◆ **EXERCICES À RÉALISER**:
1/ Recopiez le passage du récit de vol au-dessus de l’Atlas et du Sahara compris entre « À l’aube, alors » et « de vieux chêne. », ces deux bornes incluses.
2/ Relevez toutes les lignes qui contiennent la chaîne « green », en respectant la casse.

◆ **EXTRAIT DU TEXTE**:
·····

À l’aube, alors que le soleil se targue d'apparaître derrière les montagnes de l’Atlas marocain, l’avion de Thierry et Catherine s’envole en tête. Québec Novembre ouvre la voie aux quarante-neuf autres équipages. Une brume matinale vient lécher les reliefs de l’Atlas. Thierry se permet quelques manœuvres dans les canyons, gigantesques balafres. A 5 000 pieds, le sol est loin, mais pas assez pour qu’il nous soit inconnu. La terre a des airs d’écorce de vieux chêne.
Au bout d’une heure et demie de vol avec Thierry, l’Atlas est dans notre dos, la mer de nuage distillée, et l’on longe la côte Atlantique vers le Sud. Les falaises s’effritent comme de la dentelle dans l’océan.
Thierry Roz, chef pilote du raid Latécoère-Aéropostale
Le Piper poursuit sans escale jusqu’à Tarfaya. Thierry doit arriver le premier afin d’organiser l’atterrissage de tous les appareils. Les autres font escale à Tan-Tan pour “refueler”. Il fait lourd sur le tarmac. Georges, un des participants, passe d’un réservoir à l’autre, entouré de l’équipe de mécaniciens, dont Alexandre, Julie et les autres. Chargés d’un baril d’essence de 200 litres, ils refuelent les appareils à l’aide d’une pompe manuelle et d’un manche à balai en bois gradué en guise de jauge. Comme à la grande époque de l’Aéropostale, ces bras de l’ombre sont essentiels au bon déroulé des opérations.
Second décollage de la matinée. Puis des dunes à perte de vue. Le Sahara. Immense. On ne peut s’empêcher d’imaginer les pilotes d’antan, livrés à cet horizon infini, à cet espace inconnu et mystérieux.

·····

◆ **EXTRAITS DES DONNÉES**:
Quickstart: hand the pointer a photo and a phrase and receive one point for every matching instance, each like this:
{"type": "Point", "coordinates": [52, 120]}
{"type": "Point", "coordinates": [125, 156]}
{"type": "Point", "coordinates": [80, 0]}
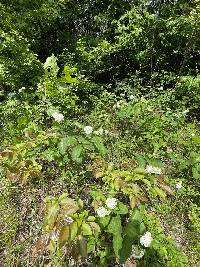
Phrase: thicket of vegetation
{"type": "Point", "coordinates": [99, 127]}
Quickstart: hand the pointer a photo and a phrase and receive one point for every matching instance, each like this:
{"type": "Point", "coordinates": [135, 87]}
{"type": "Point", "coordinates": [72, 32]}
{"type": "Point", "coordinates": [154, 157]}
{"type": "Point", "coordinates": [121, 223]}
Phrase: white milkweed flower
{"type": "Point", "coordinates": [111, 203]}
{"type": "Point", "coordinates": [179, 185]}
{"type": "Point", "coordinates": [58, 116]}
{"type": "Point", "coordinates": [100, 131]}
{"type": "Point", "coordinates": [102, 212]}
{"type": "Point", "coordinates": [68, 219]}
{"type": "Point", "coordinates": [151, 169]}
{"type": "Point", "coordinates": [146, 239]}
{"type": "Point", "coordinates": [88, 129]}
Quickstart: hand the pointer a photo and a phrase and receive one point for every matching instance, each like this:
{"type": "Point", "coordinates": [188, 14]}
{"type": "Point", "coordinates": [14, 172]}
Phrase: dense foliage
{"type": "Point", "coordinates": [99, 126]}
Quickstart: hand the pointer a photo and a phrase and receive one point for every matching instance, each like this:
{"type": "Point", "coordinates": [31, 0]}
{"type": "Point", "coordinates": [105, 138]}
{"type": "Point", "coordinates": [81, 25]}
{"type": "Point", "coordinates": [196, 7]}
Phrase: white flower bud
{"type": "Point", "coordinates": [146, 239]}
{"type": "Point", "coordinates": [88, 129]}
{"type": "Point", "coordinates": [58, 116]}
{"type": "Point", "coordinates": [101, 211]}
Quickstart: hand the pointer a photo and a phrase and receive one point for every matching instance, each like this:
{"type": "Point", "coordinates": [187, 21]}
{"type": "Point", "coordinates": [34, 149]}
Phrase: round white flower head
{"type": "Point", "coordinates": [179, 185]}
{"type": "Point", "coordinates": [151, 169]}
{"type": "Point", "coordinates": [100, 132]}
{"type": "Point", "coordinates": [58, 116]}
{"type": "Point", "coordinates": [68, 219]}
{"type": "Point", "coordinates": [88, 129]}
{"type": "Point", "coordinates": [111, 203]}
{"type": "Point", "coordinates": [146, 239]}
{"type": "Point", "coordinates": [137, 252]}
{"type": "Point", "coordinates": [101, 211]}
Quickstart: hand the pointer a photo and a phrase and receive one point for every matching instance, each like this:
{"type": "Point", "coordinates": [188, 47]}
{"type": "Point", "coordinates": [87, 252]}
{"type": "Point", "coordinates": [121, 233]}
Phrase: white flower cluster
{"type": "Point", "coordinates": [58, 116]}
{"type": "Point", "coordinates": [111, 204]}
{"type": "Point", "coordinates": [146, 239]}
{"type": "Point", "coordinates": [155, 170]}
{"type": "Point", "coordinates": [99, 132]}
{"type": "Point", "coordinates": [68, 219]}
{"type": "Point", "coordinates": [101, 211]}
{"type": "Point", "coordinates": [88, 129]}
{"type": "Point", "coordinates": [137, 252]}
{"type": "Point", "coordinates": [179, 186]}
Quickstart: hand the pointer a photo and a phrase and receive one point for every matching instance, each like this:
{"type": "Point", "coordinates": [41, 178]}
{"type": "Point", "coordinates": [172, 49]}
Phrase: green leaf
{"type": "Point", "coordinates": [82, 243]}
{"type": "Point", "coordinates": [86, 229]}
{"type": "Point", "coordinates": [69, 206]}
{"type": "Point", "coordinates": [52, 215]}
{"type": "Point", "coordinates": [95, 228]}
{"type": "Point", "coordinates": [131, 234]}
{"type": "Point", "coordinates": [99, 145]}
{"type": "Point", "coordinates": [115, 228]}
{"type": "Point", "coordinates": [158, 192]}
{"type": "Point", "coordinates": [76, 152]}
{"type": "Point", "coordinates": [65, 142]}
{"type": "Point", "coordinates": [64, 235]}
{"type": "Point", "coordinates": [122, 208]}
{"type": "Point", "coordinates": [73, 228]}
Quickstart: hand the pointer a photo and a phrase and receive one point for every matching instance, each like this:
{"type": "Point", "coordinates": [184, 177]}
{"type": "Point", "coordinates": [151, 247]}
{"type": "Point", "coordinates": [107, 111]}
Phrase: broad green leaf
{"type": "Point", "coordinates": [95, 228]}
{"type": "Point", "coordinates": [158, 192]}
{"type": "Point", "coordinates": [52, 215]}
{"type": "Point", "coordinates": [86, 229]}
{"type": "Point", "coordinates": [99, 145]}
{"type": "Point", "coordinates": [64, 235]}
{"type": "Point", "coordinates": [69, 206]}
{"type": "Point", "coordinates": [122, 208]}
{"type": "Point", "coordinates": [131, 234]}
{"type": "Point", "coordinates": [82, 243]}
{"type": "Point", "coordinates": [73, 229]}
{"type": "Point", "coordinates": [76, 152]}
{"type": "Point", "coordinates": [66, 141]}
{"type": "Point", "coordinates": [115, 228]}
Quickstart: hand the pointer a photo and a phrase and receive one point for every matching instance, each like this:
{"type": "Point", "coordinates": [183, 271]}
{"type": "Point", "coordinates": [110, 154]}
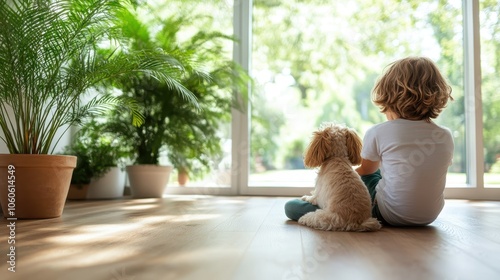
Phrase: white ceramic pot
{"type": "Point", "coordinates": [110, 185]}
{"type": "Point", "coordinates": [148, 181]}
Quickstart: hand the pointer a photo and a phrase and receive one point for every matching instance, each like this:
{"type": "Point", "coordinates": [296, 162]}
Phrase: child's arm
{"type": "Point", "coordinates": [367, 167]}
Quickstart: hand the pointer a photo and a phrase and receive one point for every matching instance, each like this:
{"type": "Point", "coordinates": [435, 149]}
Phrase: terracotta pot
{"type": "Point", "coordinates": [41, 184]}
{"type": "Point", "coordinates": [148, 181]}
{"type": "Point", "coordinates": [78, 191]}
{"type": "Point", "coordinates": [110, 185]}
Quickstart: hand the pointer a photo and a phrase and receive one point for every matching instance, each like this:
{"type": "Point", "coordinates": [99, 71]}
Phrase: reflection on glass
{"type": "Point", "coordinates": [317, 61]}
{"type": "Point", "coordinates": [490, 67]}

·····

◆ **RÉPONSES ATTENDUES**:
1/
À l’aube, alors que le soleil se targue d'apparaître derrière les montagnes de l’Atlas marocain, l’avion de Thierry et Catherine s’envole en tête. Québec Novembre ouvre la voie aux quarante-neuf autres équipages. Une brume matinale vient lécher les reliefs de l’Atlas. Thierry se permet quelques manœuvres dans les canyons, gigantesques balafres. A 5 000 pieds, le sol est loin, mais pas assez pour qu’il nous soit inconnu. La terre a des airs d’écorce de vieux chêne.

2/
Phrase: green leaf
Phrase: broad green leaf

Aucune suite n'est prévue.